TEXT EXTRACT –
--- START ---

0

Is it possible to create arrays based of their index as in

int x = 4;
int y = 5;
int someNr = 123;
int foo[x][y] = someNr;

dynamically/on the run, without creating foo[0...3][0...4]?

If not, is there a data structure that allow me to do something similar to this in C?

Tomas Berger
  • 173
  • 1
  • 3
  • 15
  • Sounds like you might want a Map https://stackoverflow.com/questions/21958247/map-like-structure-in-c-use-int-and-struct-to-determine-a-value – bhspencer Apr 30 '19 at 00:32
  • 1
    You need to declare the array first *then* assign second unless you're prepared to [assign the values properly](https://stackoverflow.com/questions/3535410/assign-multiple-values-to-array-in-c). Any values you don't initialize are, by definition, uninitialized and contain junk data so you probably want to initialize them all, not selectively. – tadman Apr 30 '19 at 00:34
  • @tadman If I declare it first, then it won't be dynamically – Tomas Berger Apr 30 '19 at 00:36
  • If you want it fully dynamic then you use `malloc`. You have to know the maximum size beforehand or this is not possible. As bhspencer says, a map may be what you want if you have no idea where these values of `x` and `y` are going to land. – tadman Apr 30 '19 at 00:37
  • @bhspencer it is very similar to what I am looking for, but do you have to hash to get the value? I really want to do it in O(1) time and with hashing I risk getting the same index having to link them together and do it in 2 operations – Tomas Berger Apr 30 '19 at 00:42
  • @tadman I know they are going to land in between 0 - 1023, but I also now that not even 1/4 is regularly going to be occupied, so it seems like a waste of space to declare memory that won't be used. I did take a quick look at mapping, and it seems to be in the ballpark, but have an issue with it (See previous comment) – Tomas Berger Apr 30 '19 at 00:45
  • 2
    If only 25% are going to be occupied you have to focus on what the actual cost is here. Would 1024 * 1024 * 4 really break the bank? That's only 4MB of memory. Unless you have thousands of these things or you're really strapped for memory then that's not going to be a big deal. You could save some memory by using `short int` or `char` instead if that was critical. Think about constraints both in terms of the values you must capture and the memory conditions you must operate within. – tadman Apr 30 '19 at 00:48
  • What I am trying to implement is a multi-level page table. And if it takes up 4MB of memory it defeats the point of a multi-level page table. They are supposed to be allocated as needed. But thanks a lot for the suggestions – Tomas Berger Apr 30 '19 at 00:53
  • @TomasBerger if you are using ints as the keys and you know there are going to be no collisions then no you don't need to hash your keys just use the ints into your map directly. – bhspencer Apr 30 '19 at 14:33

3 Answers3

2

No.

As written your code make no sense at all. You need foo to be declared somewhere and then you can index into it with foo[x][y] = someNr;. But you cant just make foo spring into existence which is what it looks like you are trying to do.

--- END ---

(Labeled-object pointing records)
--- START ---

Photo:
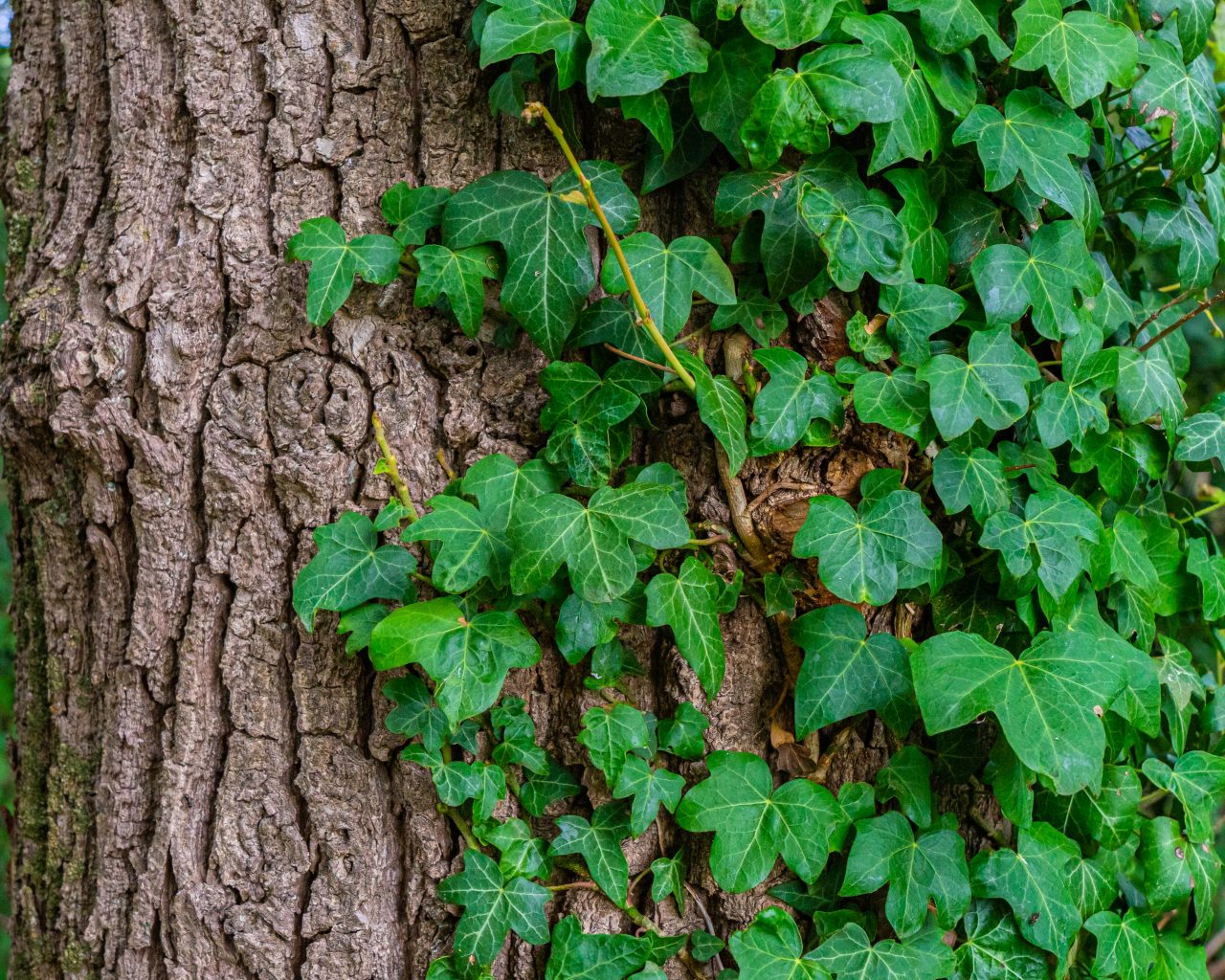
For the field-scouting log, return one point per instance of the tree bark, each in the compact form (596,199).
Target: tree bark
(205,791)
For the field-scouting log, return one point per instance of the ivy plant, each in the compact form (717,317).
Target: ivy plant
(1019,209)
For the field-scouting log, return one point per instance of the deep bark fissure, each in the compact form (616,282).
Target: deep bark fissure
(174,430)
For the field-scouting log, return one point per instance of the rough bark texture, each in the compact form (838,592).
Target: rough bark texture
(205,791)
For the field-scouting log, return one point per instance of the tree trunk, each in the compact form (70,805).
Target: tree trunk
(205,791)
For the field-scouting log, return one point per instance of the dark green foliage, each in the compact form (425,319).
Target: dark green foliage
(1020,206)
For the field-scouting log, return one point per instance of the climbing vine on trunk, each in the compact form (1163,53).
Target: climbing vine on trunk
(1022,207)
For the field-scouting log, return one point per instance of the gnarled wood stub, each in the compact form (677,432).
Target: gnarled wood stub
(206,791)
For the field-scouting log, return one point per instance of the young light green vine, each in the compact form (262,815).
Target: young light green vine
(1022,206)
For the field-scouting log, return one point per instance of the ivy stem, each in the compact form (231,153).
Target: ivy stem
(397,481)
(635,358)
(1175,301)
(1185,319)
(536,109)
(1215,506)
(460,826)
(707,542)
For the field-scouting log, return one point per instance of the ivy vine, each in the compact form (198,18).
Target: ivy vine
(1022,206)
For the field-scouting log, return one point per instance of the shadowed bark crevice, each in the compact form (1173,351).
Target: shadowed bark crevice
(205,789)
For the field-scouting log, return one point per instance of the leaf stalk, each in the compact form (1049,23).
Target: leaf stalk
(537,110)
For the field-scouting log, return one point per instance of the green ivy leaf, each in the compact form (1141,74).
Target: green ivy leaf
(479,782)
(779,590)
(691,603)
(722,407)
(599,844)
(784,112)
(651,788)
(549,270)
(1048,701)
(1011,279)
(789,402)
(1034,136)
(858,234)
(972,479)
(770,949)
(336,261)
(1197,781)
(1147,388)
(755,313)
(683,734)
(611,734)
(752,822)
(1125,945)
(917,130)
(415,712)
(1193,20)
(1211,572)
(953,25)
(852,84)
(1070,410)
(1173,219)
(543,791)
(350,568)
(897,401)
(1051,538)
(653,112)
(926,253)
(1202,438)
(931,867)
(723,95)
(522,854)
(1186,95)
(789,252)
(990,386)
(993,948)
(1109,816)
(635,48)
(917,311)
(668,879)
(1033,880)
(459,276)
(861,552)
(906,778)
(468,550)
(467,659)
(593,542)
(786,26)
(494,905)
(847,673)
(668,276)
(852,956)
(1176,870)
(1179,959)
(1081,51)
(534,27)
(413,212)
(500,486)
(574,954)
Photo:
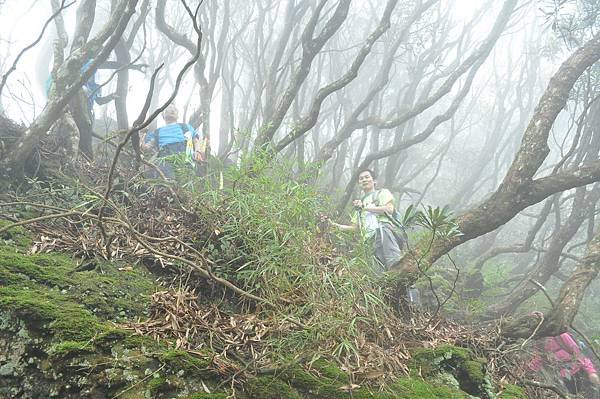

--- END ---

TO BE DONE –
- A) Duplicate the part of the forum thread from "As written your" up to and including "trying to do.".
- B) Rewrite the records from the line with "compact form (1173,351)." through the end of the records, replacing "field-scouting log" with "survey log" and changing nothing else. Give only those lines, and leave the pictures out of the answer.
The forum thread and the records were drawn from separate, unrelated sources.

SET OF ANSWERS –
- A)
As written your code make no sense at all. You need foo to be declared somewhere and then you can index into it with foo[x][y] = someNr;. But you cant just make foo spring into existence which is what it looks like you are trying to do.

- B)
For the survey log, return one point per instance of the shadowed bark crevice, each in the compact form (1173,351).
Target: shadowed bark crevice
(205,789)
For the survey log, return one point per instance of the leaf stalk, each in the compact form (1049,23).
Target: leaf stalk
(537,110)
For the survey log, return one point per instance of the green ivy leaf, each in the compact form (1141,74).
Target: green ivy leaf
(479,782)
(779,590)
(691,603)
(722,407)
(599,844)
(784,112)
(651,788)
(549,270)
(1048,701)
(1011,279)
(789,402)
(1034,136)
(858,234)
(972,479)
(770,949)
(336,261)
(1197,781)
(1147,388)
(755,313)
(683,734)
(611,734)
(752,822)
(1125,945)
(917,130)
(415,712)
(1193,20)
(1211,572)
(953,25)
(852,84)
(1070,410)
(1173,219)
(543,791)
(350,568)
(897,401)
(1051,538)
(653,112)
(926,253)
(1202,438)
(931,867)
(723,95)
(522,854)
(1186,95)
(789,252)
(990,386)
(993,948)
(1109,816)
(635,48)
(917,311)
(668,879)
(1033,880)
(459,276)
(861,552)
(906,778)
(468,550)
(467,659)
(593,542)
(786,26)
(494,905)
(847,673)
(668,276)
(852,956)
(1176,870)
(1179,959)
(1081,51)
(534,27)
(413,212)
(500,486)
(574,954)
Photo:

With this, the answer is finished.